## START Source data

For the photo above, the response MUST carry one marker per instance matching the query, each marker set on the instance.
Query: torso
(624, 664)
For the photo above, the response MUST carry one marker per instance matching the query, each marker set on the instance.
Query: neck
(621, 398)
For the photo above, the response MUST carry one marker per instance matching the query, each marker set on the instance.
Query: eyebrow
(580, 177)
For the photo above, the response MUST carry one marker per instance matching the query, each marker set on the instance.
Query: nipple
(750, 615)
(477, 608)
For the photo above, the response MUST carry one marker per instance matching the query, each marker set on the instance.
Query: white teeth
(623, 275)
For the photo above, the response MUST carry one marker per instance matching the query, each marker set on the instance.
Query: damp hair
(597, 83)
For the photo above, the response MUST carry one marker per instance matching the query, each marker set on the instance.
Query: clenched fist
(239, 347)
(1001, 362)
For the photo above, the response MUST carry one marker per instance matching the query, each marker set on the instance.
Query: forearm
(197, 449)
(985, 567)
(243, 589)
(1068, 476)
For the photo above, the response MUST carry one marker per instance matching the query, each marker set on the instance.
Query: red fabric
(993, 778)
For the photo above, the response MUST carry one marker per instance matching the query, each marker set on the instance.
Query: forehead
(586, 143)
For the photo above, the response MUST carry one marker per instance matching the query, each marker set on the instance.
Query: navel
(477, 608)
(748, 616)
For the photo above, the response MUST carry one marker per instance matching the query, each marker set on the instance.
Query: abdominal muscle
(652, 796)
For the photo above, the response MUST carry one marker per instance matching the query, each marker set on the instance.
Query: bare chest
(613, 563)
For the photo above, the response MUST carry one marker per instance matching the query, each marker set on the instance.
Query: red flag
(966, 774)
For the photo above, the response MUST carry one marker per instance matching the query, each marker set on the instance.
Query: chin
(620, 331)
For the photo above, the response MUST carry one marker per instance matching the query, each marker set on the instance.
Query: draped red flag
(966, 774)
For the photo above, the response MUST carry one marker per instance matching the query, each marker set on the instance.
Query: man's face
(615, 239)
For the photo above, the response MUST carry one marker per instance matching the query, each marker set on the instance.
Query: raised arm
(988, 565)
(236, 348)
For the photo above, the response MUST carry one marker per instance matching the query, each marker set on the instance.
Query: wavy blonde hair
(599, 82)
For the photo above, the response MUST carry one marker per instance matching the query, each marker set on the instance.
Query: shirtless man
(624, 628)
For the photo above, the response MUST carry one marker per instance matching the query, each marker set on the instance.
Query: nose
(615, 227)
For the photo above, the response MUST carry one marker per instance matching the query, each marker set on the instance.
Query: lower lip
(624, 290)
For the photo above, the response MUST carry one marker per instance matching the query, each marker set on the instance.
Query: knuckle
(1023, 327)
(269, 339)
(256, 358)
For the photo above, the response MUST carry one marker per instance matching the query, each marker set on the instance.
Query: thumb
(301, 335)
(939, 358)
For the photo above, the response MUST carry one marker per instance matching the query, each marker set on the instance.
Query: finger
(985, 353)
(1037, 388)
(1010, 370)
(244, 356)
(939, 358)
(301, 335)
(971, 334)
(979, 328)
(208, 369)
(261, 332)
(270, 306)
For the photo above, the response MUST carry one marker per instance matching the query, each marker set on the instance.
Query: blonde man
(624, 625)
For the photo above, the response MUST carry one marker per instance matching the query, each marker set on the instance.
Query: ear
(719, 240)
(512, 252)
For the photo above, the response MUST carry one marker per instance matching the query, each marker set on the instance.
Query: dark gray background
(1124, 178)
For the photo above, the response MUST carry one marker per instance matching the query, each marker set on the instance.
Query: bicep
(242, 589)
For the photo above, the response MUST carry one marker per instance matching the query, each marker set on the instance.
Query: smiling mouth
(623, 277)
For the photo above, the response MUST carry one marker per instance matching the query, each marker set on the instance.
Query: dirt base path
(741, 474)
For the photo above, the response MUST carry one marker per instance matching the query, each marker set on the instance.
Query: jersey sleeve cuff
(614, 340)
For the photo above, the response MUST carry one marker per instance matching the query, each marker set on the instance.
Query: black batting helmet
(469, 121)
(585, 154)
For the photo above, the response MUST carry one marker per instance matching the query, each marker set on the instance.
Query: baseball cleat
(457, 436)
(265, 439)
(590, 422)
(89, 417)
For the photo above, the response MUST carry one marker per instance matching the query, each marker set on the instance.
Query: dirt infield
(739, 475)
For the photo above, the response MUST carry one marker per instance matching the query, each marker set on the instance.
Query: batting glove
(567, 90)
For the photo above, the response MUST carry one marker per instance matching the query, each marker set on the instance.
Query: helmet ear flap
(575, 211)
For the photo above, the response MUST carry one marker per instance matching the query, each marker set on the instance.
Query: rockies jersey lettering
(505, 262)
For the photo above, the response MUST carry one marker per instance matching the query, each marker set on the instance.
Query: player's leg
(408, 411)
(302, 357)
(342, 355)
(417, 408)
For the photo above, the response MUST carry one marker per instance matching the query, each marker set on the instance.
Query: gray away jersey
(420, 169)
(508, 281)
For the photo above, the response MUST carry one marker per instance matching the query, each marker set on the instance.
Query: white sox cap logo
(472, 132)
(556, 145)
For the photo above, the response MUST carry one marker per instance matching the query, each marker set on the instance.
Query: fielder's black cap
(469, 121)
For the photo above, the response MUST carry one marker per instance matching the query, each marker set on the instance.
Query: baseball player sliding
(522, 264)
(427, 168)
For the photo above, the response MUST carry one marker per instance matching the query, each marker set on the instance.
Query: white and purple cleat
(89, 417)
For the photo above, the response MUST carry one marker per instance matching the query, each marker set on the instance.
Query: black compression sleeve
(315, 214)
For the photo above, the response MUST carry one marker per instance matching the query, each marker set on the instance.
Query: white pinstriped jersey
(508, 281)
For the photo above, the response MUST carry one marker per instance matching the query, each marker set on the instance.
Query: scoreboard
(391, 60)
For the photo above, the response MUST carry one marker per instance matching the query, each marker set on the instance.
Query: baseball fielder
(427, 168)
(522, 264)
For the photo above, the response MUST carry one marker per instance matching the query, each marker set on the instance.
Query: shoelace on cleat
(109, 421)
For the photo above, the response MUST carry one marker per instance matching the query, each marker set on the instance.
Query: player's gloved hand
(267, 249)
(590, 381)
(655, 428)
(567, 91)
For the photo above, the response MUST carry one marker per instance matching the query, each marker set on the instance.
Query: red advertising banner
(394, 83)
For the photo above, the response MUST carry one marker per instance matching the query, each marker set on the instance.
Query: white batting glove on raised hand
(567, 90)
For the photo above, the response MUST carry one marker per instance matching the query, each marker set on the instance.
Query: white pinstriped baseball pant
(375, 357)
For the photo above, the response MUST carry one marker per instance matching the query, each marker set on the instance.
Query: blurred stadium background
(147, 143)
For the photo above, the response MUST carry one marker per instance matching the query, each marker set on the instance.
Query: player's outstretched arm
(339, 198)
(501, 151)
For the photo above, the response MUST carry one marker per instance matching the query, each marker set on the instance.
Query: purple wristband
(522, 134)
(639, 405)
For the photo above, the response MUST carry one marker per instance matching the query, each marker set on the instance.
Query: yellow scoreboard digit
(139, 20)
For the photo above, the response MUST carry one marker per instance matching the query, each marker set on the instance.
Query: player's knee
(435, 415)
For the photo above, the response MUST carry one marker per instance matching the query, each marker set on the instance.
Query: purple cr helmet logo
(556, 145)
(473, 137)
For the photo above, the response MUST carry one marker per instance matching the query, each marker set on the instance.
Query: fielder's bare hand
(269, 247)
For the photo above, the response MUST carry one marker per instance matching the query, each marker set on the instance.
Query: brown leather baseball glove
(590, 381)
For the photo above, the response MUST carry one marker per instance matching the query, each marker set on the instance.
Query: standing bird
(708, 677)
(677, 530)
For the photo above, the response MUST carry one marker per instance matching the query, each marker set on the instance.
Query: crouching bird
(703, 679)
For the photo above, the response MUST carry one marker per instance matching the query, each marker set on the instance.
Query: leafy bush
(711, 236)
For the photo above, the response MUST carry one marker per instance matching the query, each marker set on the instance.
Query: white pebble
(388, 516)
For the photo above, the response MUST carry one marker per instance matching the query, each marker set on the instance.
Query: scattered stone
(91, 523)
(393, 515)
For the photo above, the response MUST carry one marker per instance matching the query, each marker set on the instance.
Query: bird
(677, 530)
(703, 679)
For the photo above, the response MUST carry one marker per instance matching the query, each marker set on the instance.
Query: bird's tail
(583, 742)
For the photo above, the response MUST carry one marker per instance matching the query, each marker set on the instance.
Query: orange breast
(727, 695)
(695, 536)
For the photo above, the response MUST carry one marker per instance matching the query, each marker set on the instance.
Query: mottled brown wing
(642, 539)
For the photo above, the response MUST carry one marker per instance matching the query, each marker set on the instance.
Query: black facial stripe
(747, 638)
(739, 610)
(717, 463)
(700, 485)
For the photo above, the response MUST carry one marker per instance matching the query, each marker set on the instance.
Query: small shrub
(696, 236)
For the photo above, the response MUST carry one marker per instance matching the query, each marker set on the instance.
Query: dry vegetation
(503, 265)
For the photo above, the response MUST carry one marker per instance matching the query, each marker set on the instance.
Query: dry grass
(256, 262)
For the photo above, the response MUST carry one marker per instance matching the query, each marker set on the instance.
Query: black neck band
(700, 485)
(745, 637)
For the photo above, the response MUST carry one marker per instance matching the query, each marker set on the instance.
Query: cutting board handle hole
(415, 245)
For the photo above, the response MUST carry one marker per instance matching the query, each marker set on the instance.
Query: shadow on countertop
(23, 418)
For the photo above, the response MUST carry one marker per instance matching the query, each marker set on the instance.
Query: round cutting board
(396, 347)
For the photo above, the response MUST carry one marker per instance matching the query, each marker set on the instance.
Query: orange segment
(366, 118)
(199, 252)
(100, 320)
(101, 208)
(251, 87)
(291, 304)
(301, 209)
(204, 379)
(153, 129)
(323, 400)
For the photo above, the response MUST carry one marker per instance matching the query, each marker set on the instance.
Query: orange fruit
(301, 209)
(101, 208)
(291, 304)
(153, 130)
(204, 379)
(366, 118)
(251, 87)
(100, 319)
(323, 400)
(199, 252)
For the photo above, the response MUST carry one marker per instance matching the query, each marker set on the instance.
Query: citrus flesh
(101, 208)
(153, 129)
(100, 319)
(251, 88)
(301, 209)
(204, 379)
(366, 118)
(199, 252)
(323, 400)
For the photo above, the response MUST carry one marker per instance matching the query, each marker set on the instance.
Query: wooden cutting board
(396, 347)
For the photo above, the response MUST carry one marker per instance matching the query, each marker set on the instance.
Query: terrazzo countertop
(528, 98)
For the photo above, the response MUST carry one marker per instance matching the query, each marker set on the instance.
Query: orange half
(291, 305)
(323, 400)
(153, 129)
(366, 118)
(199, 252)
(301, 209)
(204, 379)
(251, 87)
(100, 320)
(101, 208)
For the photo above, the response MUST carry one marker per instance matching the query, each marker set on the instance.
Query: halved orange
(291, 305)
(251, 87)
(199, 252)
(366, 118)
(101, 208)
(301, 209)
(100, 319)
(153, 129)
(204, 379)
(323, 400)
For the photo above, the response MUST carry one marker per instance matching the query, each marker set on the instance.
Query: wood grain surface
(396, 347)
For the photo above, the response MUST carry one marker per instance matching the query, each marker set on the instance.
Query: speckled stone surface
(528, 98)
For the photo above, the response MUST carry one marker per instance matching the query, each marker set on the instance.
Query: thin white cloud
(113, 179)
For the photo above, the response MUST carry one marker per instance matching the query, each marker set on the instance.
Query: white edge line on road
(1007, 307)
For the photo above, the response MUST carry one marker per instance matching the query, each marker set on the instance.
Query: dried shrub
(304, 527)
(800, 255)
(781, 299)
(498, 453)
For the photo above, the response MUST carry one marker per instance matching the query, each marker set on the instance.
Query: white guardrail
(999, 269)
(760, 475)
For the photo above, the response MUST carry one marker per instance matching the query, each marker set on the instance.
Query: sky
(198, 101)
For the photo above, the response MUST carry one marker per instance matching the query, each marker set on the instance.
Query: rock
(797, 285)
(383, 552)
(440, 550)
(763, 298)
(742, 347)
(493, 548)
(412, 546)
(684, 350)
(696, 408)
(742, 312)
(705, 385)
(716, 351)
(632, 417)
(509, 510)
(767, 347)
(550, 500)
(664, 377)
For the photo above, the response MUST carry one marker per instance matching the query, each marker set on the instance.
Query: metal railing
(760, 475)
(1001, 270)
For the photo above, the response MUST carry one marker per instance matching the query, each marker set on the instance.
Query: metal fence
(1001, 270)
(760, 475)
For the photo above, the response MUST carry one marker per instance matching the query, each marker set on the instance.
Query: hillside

## END Source data

**Directions:** Which lines in the rows above contain the word "stone"? Find each one and copy it out in full.

**Result for this exercise:**
Query: scattered stone
Query: speckled stone surface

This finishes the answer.